Task statement
Copy the entries exactly, through the "Spot the black hooded jacket." line.

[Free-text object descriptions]
◇ ◇ ◇ ◇ ◇

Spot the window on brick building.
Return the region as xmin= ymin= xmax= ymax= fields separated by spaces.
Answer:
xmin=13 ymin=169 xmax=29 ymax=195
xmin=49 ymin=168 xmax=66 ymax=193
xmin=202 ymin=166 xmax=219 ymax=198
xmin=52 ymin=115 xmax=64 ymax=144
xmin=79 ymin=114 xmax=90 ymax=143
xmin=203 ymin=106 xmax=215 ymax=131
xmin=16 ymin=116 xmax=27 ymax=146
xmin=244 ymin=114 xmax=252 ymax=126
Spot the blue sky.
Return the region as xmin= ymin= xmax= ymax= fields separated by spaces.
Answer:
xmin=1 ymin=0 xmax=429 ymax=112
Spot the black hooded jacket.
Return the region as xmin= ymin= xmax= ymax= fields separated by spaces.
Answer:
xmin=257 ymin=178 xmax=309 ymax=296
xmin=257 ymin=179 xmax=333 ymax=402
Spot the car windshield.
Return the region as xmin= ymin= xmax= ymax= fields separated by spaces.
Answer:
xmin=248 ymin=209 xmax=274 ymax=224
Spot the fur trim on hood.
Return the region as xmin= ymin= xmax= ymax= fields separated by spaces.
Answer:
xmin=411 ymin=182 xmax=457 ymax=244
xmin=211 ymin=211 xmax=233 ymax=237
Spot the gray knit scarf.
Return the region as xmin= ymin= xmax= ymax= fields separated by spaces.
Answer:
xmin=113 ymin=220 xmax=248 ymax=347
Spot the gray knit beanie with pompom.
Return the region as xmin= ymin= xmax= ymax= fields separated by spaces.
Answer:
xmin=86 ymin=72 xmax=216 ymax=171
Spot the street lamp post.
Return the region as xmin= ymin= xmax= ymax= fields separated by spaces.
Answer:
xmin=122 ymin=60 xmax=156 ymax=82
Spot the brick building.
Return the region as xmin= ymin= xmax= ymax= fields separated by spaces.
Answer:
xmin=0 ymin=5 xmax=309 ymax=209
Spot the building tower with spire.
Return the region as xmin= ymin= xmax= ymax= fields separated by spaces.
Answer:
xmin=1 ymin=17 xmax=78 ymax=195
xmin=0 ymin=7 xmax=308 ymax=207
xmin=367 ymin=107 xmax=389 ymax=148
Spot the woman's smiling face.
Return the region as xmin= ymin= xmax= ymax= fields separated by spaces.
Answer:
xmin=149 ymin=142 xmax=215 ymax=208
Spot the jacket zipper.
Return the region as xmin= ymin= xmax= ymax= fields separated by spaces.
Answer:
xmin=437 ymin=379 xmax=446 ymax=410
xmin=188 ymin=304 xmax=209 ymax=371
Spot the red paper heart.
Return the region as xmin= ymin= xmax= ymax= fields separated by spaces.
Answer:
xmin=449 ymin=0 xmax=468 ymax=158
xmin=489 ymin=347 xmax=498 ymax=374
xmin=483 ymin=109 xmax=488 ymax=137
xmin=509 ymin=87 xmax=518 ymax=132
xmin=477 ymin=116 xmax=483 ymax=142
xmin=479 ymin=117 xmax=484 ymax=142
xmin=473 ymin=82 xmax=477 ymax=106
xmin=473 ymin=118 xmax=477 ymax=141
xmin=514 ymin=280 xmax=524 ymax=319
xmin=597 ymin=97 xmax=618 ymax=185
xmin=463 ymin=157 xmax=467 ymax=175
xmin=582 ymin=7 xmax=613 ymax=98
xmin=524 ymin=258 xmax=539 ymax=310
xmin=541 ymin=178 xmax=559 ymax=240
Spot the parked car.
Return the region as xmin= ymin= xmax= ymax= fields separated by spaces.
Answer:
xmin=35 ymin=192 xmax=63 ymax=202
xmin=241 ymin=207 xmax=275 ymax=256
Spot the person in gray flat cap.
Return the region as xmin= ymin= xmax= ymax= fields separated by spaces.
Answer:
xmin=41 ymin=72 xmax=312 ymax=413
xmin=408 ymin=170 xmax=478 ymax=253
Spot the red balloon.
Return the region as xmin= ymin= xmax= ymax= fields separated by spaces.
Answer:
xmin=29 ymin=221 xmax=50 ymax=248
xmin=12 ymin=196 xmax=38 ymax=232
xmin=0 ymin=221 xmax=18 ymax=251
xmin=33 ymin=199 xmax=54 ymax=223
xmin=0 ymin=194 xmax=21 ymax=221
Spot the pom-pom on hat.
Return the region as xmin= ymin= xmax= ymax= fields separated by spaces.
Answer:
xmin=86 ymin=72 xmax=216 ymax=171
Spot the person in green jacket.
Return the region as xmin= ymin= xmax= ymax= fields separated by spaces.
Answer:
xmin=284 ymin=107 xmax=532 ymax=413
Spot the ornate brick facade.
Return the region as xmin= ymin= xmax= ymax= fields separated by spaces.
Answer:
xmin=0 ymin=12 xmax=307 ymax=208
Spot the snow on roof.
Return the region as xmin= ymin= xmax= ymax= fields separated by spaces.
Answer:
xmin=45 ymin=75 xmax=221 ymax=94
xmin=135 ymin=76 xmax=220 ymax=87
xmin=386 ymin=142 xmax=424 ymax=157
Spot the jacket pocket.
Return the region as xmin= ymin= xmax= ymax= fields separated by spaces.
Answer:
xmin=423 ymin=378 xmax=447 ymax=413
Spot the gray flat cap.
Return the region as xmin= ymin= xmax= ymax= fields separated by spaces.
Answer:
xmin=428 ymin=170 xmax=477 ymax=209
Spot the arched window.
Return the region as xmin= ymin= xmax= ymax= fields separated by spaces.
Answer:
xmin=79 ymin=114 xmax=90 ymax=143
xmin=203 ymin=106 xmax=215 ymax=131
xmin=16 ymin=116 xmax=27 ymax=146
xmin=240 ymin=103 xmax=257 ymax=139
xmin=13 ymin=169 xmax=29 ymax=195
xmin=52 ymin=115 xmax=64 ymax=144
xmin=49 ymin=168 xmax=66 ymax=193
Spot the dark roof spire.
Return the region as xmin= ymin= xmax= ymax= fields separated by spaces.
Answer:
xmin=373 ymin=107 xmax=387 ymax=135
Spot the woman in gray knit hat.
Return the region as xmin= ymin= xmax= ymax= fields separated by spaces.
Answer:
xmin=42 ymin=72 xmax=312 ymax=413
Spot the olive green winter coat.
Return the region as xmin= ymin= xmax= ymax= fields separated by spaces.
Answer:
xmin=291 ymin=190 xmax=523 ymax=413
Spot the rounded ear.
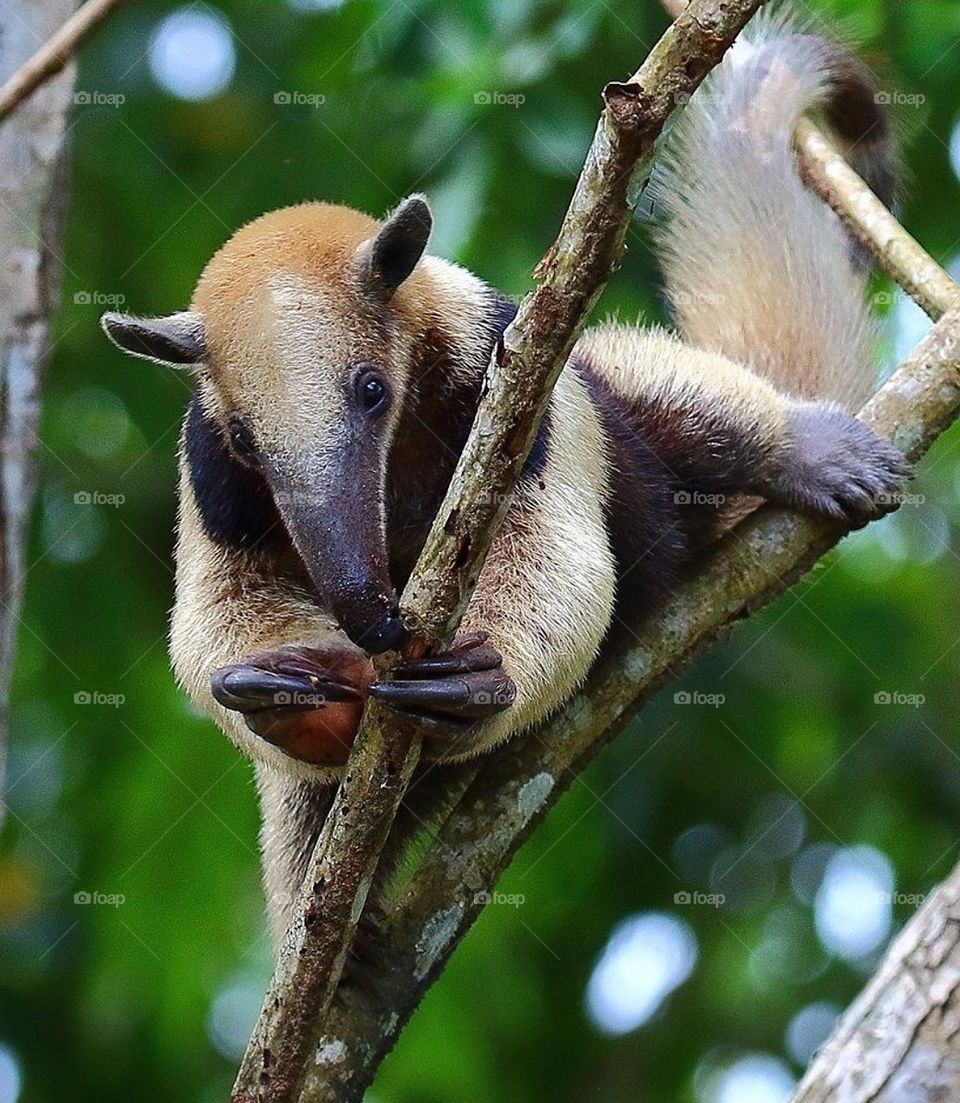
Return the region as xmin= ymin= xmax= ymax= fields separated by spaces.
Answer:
xmin=359 ymin=195 xmax=432 ymax=298
xmin=100 ymin=311 xmax=206 ymax=367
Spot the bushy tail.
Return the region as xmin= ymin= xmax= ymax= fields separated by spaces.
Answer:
xmin=650 ymin=9 xmax=896 ymax=411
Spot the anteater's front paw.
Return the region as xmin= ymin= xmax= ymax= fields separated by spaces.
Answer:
xmin=771 ymin=404 xmax=910 ymax=527
xmin=211 ymin=645 xmax=374 ymax=767
xmin=368 ymin=631 xmax=516 ymax=748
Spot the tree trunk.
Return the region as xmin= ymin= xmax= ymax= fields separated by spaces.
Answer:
xmin=0 ymin=0 xmax=75 ymax=821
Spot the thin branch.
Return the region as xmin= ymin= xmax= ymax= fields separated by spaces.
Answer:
xmin=794 ymin=118 xmax=960 ymax=321
xmin=662 ymin=0 xmax=960 ymax=322
xmin=232 ymin=0 xmax=767 ymax=1099
xmin=0 ymin=0 xmax=127 ymax=125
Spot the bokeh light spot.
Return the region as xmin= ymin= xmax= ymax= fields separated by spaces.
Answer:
xmin=785 ymin=1001 xmax=840 ymax=1066
xmin=701 ymin=1053 xmax=795 ymax=1103
xmin=585 ymin=912 xmax=697 ymax=1035
xmin=0 ymin=1044 xmax=22 ymax=1103
xmin=148 ymin=8 xmax=236 ymax=102
xmin=814 ymin=845 xmax=893 ymax=960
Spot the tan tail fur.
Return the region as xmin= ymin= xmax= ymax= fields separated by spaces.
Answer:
xmin=651 ymin=8 xmax=896 ymax=411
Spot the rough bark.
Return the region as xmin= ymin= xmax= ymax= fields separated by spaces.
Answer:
xmin=233 ymin=2 xmax=767 ymax=1100
xmin=0 ymin=0 xmax=76 ymax=825
xmin=791 ymin=863 xmax=960 ymax=1102
xmin=298 ymin=34 xmax=960 ymax=1103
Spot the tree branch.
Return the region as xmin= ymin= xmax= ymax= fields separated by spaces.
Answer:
xmin=302 ymin=300 xmax=960 ymax=1101
xmin=662 ymin=0 xmax=960 ymax=324
xmin=232 ymin=1 xmax=767 ymax=1100
xmin=0 ymin=0 xmax=126 ymax=125
xmin=794 ymin=119 xmax=960 ymax=321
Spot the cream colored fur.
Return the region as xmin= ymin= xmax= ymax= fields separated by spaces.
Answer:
xmin=454 ymin=366 xmax=616 ymax=757
xmin=170 ymin=462 xmax=353 ymax=785
xmin=577 ymin=323 xmax=794 ymax=449
xmin=649 ymin=8 xmax=879 ymax=411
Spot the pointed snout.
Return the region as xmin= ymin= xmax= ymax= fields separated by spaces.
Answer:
xmin=264 ymin=456 xmax=406 ymax=656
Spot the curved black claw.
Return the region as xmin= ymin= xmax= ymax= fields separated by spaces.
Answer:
xmin=212 ymin=648 xmax=364 ymax=710
xmin=210 ymin=645 xmax=374 ymax=767
xmin=369 ymin=667 xmax=516 ymax=719
xmin=368 ymin=632 xmax=516 ymax=733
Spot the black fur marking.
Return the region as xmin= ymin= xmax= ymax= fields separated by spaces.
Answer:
xmin=184 ymin=397 xmax=285 ymax=552
xmin=523 ymin=411 xmax=552 ymax=482
xmin=574 ymin=350 xmax=803 ymax=620
xmin=573 ymin=355 xmax=687 ymax=619
xmin=482 ymin=295 xmax=551 ymax=482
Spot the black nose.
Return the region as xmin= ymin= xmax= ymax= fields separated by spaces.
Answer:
xmin=355 ymin=614 xmax=407 ymax=655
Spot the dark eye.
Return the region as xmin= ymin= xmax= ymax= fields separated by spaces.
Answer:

◇ ◇ ◇ ◇ ◇

Exercise result
Spot the window on brick building.
Return the region as xmin= ymin= xmax= ymax= fields separated by spaces.
Answer:
xmin=13 ymin=169 xmax=29 ymax=195
xmin=49 ymin=168 xmax=66 ymax=193
xmin=202 ymin=166 xmax=219 ymax=198
xmin=52 ymin=115 xmax=64 ymax=144
xmin=79 ymin=114 xmax=90 ymax=143
xmin=203 ymin=106 xmax=215 ymax=131
xmin=16 ymin=116 xmax=27 ymax=146
xmin=244 ymin=114 xmax=252 ymax=126
Spot the blue sky.
Return the region as xmin= ymin= xmax= ymax= fields separated by spaces.
Answer:
xmin=1 ymin=0 xmax=429 ymax=112
Spot the black hooded jacket.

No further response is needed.